Input rows:
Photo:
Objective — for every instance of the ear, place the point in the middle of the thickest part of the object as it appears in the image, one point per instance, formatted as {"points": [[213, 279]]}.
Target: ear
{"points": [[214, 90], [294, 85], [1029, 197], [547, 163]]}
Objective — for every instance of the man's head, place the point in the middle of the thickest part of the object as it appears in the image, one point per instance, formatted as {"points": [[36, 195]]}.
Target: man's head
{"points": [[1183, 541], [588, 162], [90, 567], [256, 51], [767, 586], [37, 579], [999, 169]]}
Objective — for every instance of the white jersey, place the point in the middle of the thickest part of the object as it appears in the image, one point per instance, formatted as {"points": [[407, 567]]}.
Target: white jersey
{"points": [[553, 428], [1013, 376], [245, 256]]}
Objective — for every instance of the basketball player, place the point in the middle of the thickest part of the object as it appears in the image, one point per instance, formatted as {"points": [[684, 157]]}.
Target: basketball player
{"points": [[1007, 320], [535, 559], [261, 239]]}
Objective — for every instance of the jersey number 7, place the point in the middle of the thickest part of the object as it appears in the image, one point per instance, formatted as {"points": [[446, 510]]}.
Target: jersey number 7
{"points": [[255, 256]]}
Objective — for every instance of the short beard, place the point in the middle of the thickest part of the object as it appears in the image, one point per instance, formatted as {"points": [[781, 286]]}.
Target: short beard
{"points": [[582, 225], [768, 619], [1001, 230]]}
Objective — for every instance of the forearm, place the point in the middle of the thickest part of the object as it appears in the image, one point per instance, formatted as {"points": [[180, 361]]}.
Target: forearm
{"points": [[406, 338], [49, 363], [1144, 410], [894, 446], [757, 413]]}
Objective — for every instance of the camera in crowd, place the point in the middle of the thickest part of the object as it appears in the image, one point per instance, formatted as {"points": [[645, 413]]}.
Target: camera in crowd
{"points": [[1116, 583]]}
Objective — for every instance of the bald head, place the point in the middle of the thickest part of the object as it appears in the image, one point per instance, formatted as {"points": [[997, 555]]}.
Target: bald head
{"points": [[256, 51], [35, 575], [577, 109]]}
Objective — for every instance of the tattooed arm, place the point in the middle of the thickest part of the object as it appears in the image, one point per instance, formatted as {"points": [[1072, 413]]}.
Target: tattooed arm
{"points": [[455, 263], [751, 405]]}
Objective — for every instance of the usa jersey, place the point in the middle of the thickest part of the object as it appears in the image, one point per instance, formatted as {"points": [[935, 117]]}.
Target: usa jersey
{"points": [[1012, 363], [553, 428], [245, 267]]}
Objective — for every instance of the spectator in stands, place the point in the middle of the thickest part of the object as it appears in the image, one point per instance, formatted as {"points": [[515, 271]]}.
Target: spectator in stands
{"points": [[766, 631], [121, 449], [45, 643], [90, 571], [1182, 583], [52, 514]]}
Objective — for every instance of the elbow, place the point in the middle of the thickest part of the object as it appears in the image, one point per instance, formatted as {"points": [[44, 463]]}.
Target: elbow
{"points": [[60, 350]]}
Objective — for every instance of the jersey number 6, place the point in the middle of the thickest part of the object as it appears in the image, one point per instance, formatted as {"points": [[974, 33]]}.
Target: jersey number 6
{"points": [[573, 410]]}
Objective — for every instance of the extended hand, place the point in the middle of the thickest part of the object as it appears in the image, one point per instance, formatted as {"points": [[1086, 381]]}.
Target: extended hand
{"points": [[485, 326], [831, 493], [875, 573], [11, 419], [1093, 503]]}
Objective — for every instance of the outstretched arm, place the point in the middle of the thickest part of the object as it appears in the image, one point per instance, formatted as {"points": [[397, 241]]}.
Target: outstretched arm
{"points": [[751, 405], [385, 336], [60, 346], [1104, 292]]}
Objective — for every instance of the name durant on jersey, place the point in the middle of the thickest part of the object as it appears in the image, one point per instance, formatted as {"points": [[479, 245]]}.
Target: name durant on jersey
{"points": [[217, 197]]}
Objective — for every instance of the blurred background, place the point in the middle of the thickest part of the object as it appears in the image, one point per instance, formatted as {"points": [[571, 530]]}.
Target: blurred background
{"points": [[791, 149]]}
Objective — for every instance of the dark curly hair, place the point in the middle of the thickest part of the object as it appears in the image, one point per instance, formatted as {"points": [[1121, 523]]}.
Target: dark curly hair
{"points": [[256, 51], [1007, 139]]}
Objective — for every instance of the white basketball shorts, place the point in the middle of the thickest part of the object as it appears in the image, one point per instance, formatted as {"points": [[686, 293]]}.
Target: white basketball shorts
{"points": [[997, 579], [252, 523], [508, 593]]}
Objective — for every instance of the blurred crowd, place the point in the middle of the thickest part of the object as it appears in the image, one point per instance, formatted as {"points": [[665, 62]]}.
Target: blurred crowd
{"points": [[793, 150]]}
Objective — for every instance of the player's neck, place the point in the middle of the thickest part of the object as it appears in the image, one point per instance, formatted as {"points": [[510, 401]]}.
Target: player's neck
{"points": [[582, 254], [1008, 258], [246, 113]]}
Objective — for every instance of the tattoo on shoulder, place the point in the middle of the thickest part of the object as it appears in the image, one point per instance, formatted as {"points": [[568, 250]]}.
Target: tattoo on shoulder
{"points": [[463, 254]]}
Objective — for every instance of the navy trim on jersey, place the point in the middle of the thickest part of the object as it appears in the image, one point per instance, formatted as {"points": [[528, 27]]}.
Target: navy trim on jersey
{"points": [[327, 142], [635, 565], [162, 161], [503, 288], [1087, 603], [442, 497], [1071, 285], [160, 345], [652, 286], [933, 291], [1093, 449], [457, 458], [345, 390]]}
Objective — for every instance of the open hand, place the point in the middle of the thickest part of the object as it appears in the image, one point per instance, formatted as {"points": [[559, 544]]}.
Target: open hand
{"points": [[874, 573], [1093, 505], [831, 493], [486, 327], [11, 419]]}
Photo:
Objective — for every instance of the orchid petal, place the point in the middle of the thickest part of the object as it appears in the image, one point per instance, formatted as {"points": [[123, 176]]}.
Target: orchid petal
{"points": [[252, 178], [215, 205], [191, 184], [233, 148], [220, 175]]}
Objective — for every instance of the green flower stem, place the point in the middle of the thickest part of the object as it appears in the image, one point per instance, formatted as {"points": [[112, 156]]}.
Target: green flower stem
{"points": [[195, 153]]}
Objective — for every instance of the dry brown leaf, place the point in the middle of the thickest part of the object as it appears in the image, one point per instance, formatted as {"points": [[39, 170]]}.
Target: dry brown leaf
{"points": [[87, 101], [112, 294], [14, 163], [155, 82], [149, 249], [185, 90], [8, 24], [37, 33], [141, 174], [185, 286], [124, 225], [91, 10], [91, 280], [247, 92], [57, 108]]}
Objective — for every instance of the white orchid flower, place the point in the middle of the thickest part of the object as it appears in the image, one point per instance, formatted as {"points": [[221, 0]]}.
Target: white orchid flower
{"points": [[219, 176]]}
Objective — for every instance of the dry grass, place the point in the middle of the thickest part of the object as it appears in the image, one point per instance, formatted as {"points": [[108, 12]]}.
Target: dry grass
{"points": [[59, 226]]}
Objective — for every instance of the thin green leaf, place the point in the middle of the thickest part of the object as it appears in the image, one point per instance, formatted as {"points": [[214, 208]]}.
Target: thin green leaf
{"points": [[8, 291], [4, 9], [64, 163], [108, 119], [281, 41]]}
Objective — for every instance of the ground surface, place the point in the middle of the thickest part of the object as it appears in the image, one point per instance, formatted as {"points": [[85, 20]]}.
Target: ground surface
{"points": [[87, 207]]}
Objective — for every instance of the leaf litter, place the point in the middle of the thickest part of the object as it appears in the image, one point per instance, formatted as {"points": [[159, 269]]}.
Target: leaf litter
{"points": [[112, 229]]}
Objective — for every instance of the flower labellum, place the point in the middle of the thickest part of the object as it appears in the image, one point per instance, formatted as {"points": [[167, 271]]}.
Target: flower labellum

Your objective:
Lay out every line of the data above as a numbered list, leaving out any blank lines.

Task result:
1. Photo:
2. Objective — for every instance of the ear, place the point in the middle of the thickest part of the object as it appears in the image, one point per instance, formatted as {"points": [[213, 279]]}.
3. Target: ear
4. {"points": [[214, 90], [294, 85], [1029, 197], [547, 163]]}
5. Objective — for every instance of the man's head, place the point in the middle of the thickest part of the object as it appears in the image, one point per instance, formatted as {"points": [[36, 195]]}.
6. Target: man's head
7. {"points": [[1183, 541], [588, 162], [90, 567], [256, 51], [767, 586], [37, 579], [999, 169]]}
8. Objective — for every instance of the white jersey, place the point in the middle of the thickest part of the object as it appears in the image, one point per instance, formatted as {"points": [[407, 567]]}.
9. Target: white jersey
10. {"points": [[553, 428], [1013, 376], [245, 256]]}
11. Objective — for every instance of the basketball player, place the point in the middle of the thickest part of the object as it appears in the image, one point per instance, formatted as {"points": [[684, 157]]}.
12. Target: basketball player
13. {"points": [[1007, 320], [535, 559], [261, 239]]}
14. Objective — for every instance of the jersey number 7, place the point in the middle of the thickest part of the object as it appears in the image, one point per instance, formatted as {"points": [[446, 510]]}.
15. Target: jersey number 7
16. {"points": [[255, 256]]}
17. Objective — for every instance of the short beard, place the point in the middle of the thickest part of the object as it appears in the image, one point per instance, formatted as {"points": [[781, 286]]}.
18. Target: short beard
19. {"points": [[582, 225], [768, 619], [1001, 230]]}
20. Objective — for every instance of the forearm, place the point in the middle of the thickest part of the object as it appears in the image, one point per instance, formatted as {"points": [[180, 361]]}.
21. Target: forearm
22. {"points": [[406, 338], [49, 363], [1144, 410], [894, 446], [757, 413]]}
23. Objective — for every instance of the camera in crowd, place the point in the middle of the thickest part of the object as it appears in the image, one point per instance, formatted as {"points": [[645, 413]]}.
24. Target: camera in crowd
25. {"points": [[1116, 583]]}
26. Objective — for every instance of the bald head, place the point in the middle of the thickest part of the object as it appears in the image, one point per instance, formatted as {"points": [[997, 555]]}.
27. Target: bald head
28. {"points": [[256, 51], [35, 575], [577, 109]]}
29. Objective — for every instance of the tattooed arm, place the point in the middle of the thickest part of the object as it appears in the image, one point per instance, formatted as {"points": [[1072, 413]]}.
30. Target: tattooed arm
31. {"points": [[455, 263], [751, 405]]}
32. Objective — for every instance of the usa jersey, place the point in the middle of the thickest part of the object as it appears in the image, one point per instance, formatted as {"points": [[935, 117]]}.
33. Target: usa jersey
34. {"points": [[1012, 363], [553, 428], [245, 267]]}
35. Objective — for every instance of the spectator in stands, place the point in the middle of the thickest part of the object as it appears in the image, one point per instance, formatted as {"points": [[515, 271]]}.
36. Target: spectator in stands
37. {"points": [[766, 631], [121, 449], [45, 643], [90, 571], [1182, 583], [52, 514]]}
38. Objective — for every instance of the elbow, place the point in the middle of the thickest part of the object as it appears in the image, one point per instance, formatted as {"points": [[44, 463]]}.
39. Target: elbow
40. {"points": [[60, 350]]}
41. Objective — for every instance of the jersey number 6, place the point in the middle of the thickest part of the object as it appears in the image, one point per instance, formatted as {"points": [[974, 33]]}.
42. Target: jersey number 6
43. {"points": [[573, 410]]}
44. Objective — for every instance of the extended hand, place the point in the middle of the thickest part of the object as it appears in the image, one point per instance, formatted as {"points": [[1086, 381]]}.
45. Target: extended hand
46. {"points": [[485, 326], [831, 493], [875, 573], [11, 419], [1093, 503]]}
47. Objective — for every instance of the outstretched arm, place the point in the middle of the thickest part of the object as it appears in the image, one point per instance, formatted as {"points": [[397, 241]]}.
48. Target: outstretched arm
49. {"points": [[751, 405], [385, 336], [60, 346], [1104, 292]]}
50. Objective — for every instance of the name durant on jersey, place the point in the middle of the thickest part of the object as it appears in the image, one point per instance, formatted as {"points": [[479, 245]]}.
51. Target: name durant on jersey
52. {"points": [[217, 197]]}
53. Objective — for every instance of the blurred background, place the point in the middle of the thickest part of the object as it appears in the image, one point per instance, formatted as {"points": [[571, 530]]}.
54. Target: blurred background
55. {"points": [[791, 149]]}
56. Objective — for every instance of the dark curly hair, place the point in the middle of the thickest part of the object as it appears in the image, one point per instance, formatted as {"points": [[1121, 523]]}.
57. Target: dark curly hair
58. {"points": [[256, 51], [1007, 139]]}
59. Objective — for every instance of the white basketball shorts, place the point in the middle of the thickest part of the object as it appears in the image, one point per instance, formatted as {"points": [[686, 293]]}.
60. Target: white basketball shorts
61. {"points": [[997, 579], [252, 523], [508, 593]]}
62. Objective — for every instance of the blurred crowd, place the point in the middle of the thickest part of the object as it appears in the image, one point per instance, formatted as {"points": [[665, 62]]}.
63. Target: blurred crowd
64. {"points": [[793, 150]]}
65. Objective — for every instance of the player's neck, place the point in the middle of the thickest part of the object as it appears in the image, one point per instance, formatted as {"points": [[510, 401]]}.
66. Target: player's neck
67. {"points": [[582, 254], [1008, 258], [246, 113]]}
68. Objective — for every instance of the tattoo on shoulder, place the point in the middle of the thickest part of the object as it appears in the image, one point per instance, formatted as {"points": [[568, 250]]}.
69. Target: tattoo on shoulder
70. {"points": [[463, 254]]}
71. Objective — for every instance of the navy trim on jersey, place the point in the middle of the thickest part of the object as it appears in the image, one point per instance, formatted as {"points": [[528, 27]]}.
72. Target: navy trim on jersey
73. {"points": [[327, 142], [635, 565], [162, 161], [503, 288], [1087, 603], [442, 497], [1071, 285], [160, 345], [652, 286], [933, 291], [1093, 449], [457, 458], [345, 390]]}
74. Objective — for every instance of the open hand, place the point in the middle of the thickest part of the object as it appears in the image, one point per instance, formatted as {"points": [[559, 544]]}.
75. Target: open hand
76. {"points": [[874, 573], [1093, 505], [831, 493], [486, 327], [11, 419]]}
77. Photo:
78. Objective — for every instance of the orchid petal, place the point in the middle of the thickest part of the object as it appears in the image, one point per instance, formatted as {"points": [[123, 176]]}.
79. Target: orchid petal
80. {"points": [[252, 178], [215, 205], [191, 184], [233, 148], [220, 175]]}
81. Objective — for every instance of the green flower stem, place the point in the middle of the thickest part of the object as it appears in the image, one point per instance, formatted as {"points": [[112, 156]]}.
82. Target: green flower stem
83. {"points": [[195, 153]]}
84. Objective — for every instance of the dry brown leaf, place the point in the middle of the thickest part of the object as it appears in the image, one point per instance, formatted as {"points": [[39, 170]]}.
85. Target: dry brown leaf
86. {"points": [[87, 101], [112, 294], [14, 163], [155, 82], [149, 249], [185, 90], [8, 24], [37, 33], [141, 174], [185, 286], [124, 225], [91, 10], [91, 280], [247, 92], [57, 108]]}
87. Objective — for every instance of the white orchid flower, place the point in the middle of the thickest part of the object as it appears in the image, one point per instance, formatted as {"points": [[221, 0]]}.
88. Target: white orchid flower
89. {"points": [[219, 176]]}
90. Objective — for every instance of the dry grass, place the point in the middle of the thickest part of the object as it appears in the image, one point per instance, formatted as {"points": [[108, 12]]}.
91. Target: dry grass
92. {"points": [[59, 226]]}
93. Objective — for every instance of the thin green leaf, place the point in the middle of the thickest part of the object as it appears in the image, one point per instance, formatted as {"points": [[214, 208]]}.
94. Target: thin green leaf
95. {"points": [[8, 291], [4, 9], [64, 163], [108, 119], [281, 41]]}
96. Objective — for every instance of the ground surface, place the point in the middle of the thickest part of the object as it appears in the image, one point per instance, formatted as {"points": [[85, 20]]}.
97. Target: ground surface
98. {"points": [[87, 207]]}
99. Objective — for every instance of the leaf litter, place the point in the middle of the thickest part of the object as it appears in the image, one point per instance, formatted as {"points": [[159, 269]]}.
100. Target: leaf litter
101. {"points": [[112, 229]]}
102. Objective — for every instance of the flower labellum, place the point in the middle of the thickest part of the object as it appears in the image, one point per instance, formatted as {"points": [[167, 271]]}.
103. Target: flower labellum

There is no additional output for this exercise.